▶ _JOB A_: Could you condense the paragraph of the bourbon review below that begins "Nose: first, there is" into a short list that keeps its main facts?

-- QUOTED TEXT start --

I normally prefer wheated bourbons, but the rye in this one is done very well. As usuaal with good bourbons, the nose conjures up images of thoroughbred racing from the leather. This one is very smooth and not too sweet. It is so smooth that it can disappear rather quickly in the bottle, if you know what I mean.


Intro: This is my second reviewed bottle of Wathen's Single Barrel Bourbon. My sister bought a bottle of Wathen's Single Barrel from barrel #1296 which I thought was great, so I bought this bottle from Wathen's Single Barrel #1303 for myself shortly thereafter. This reviewed barrel was bottled on 1-21-2011. There is no age statement on the bottle, though reports online are that this whisky is 8 years old. Wathen's Single Barrel is distilled at the Charles Wathen Medley Distillery in Owensboro, Kentucky. The Medley family members have been in the whiskey business since 1788. The reviewed bottle has been open for four weeks.

Nose: first, there is strong intensity honey, maple, oak, and citrus. There is also mint here, both spearmint and even some peppermint. Black pepper, cloves and cinnamon are noticeable from the rye grain. The alcohol greeting is relatively strong, which detracts from an otherwise very interesting, enjoyable, and complex nose.

Taste: Soft silky honey sweetness accompanies strong maple flavours and significant citrus. The black pepper, cloves, and cinnamon from the nose are also present on the palate. The mint on the nose does not transfer to the palate. The alcohol greeting on the palate is moderate and not as strong as on the nose.

Finish: the flavours linger long, with a lot of caramel and vanilla wood flavours present at the end of a slow fade out. Some spice, mostly black pepper, remains through most of the finish, but there is a lot of citrus flavour here as well, which, to my palate clashes with the other flavours.

Balance: I found my sister's bottle from barrel # 1296 to be wonderful, but this bottle from barrel # 1303 is not as good by a large measure. I find that the citrus here is very distracting to the overall balance, and renders both the palate and the finish much less enjoyable. In this reviewed sample the promise of the nose is not well delivered on the palate as well.

-- QUOTED TEXT end --

▶ _JOB B_: Which lines of the records below contain the string "background"? Return each of them in full.

-- LISTED RECORDS start --

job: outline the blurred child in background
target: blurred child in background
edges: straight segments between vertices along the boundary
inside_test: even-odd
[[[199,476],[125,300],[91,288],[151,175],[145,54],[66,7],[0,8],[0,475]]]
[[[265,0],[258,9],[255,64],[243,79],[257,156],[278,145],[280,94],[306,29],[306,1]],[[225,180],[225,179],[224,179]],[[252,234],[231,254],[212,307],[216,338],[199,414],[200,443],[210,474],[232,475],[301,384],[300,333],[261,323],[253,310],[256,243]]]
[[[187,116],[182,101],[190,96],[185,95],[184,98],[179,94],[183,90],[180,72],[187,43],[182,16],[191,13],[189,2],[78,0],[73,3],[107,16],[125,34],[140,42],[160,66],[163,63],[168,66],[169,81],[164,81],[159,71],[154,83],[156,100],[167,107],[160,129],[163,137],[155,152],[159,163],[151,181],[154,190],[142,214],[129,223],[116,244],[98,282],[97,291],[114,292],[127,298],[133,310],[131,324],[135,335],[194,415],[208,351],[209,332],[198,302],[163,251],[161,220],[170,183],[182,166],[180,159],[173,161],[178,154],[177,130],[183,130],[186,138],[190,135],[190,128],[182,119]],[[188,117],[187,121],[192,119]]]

-- LISTED RECORDS end --

▶ _COMPLETE RESPONSE A_:
- Strong, intense honey, maple, oak, and citrus
- Mint, both spearmint and some peppermint
- Black pepper, cloves, and cinnamon from the rye grain
- A fairly strong alcohol greeting that detracts from an otherwise interesting, enjoyable, and complex nose

▶ _COMPLETE RESPONSE B_:
job: outline the blurred child in background
target: blurred child in background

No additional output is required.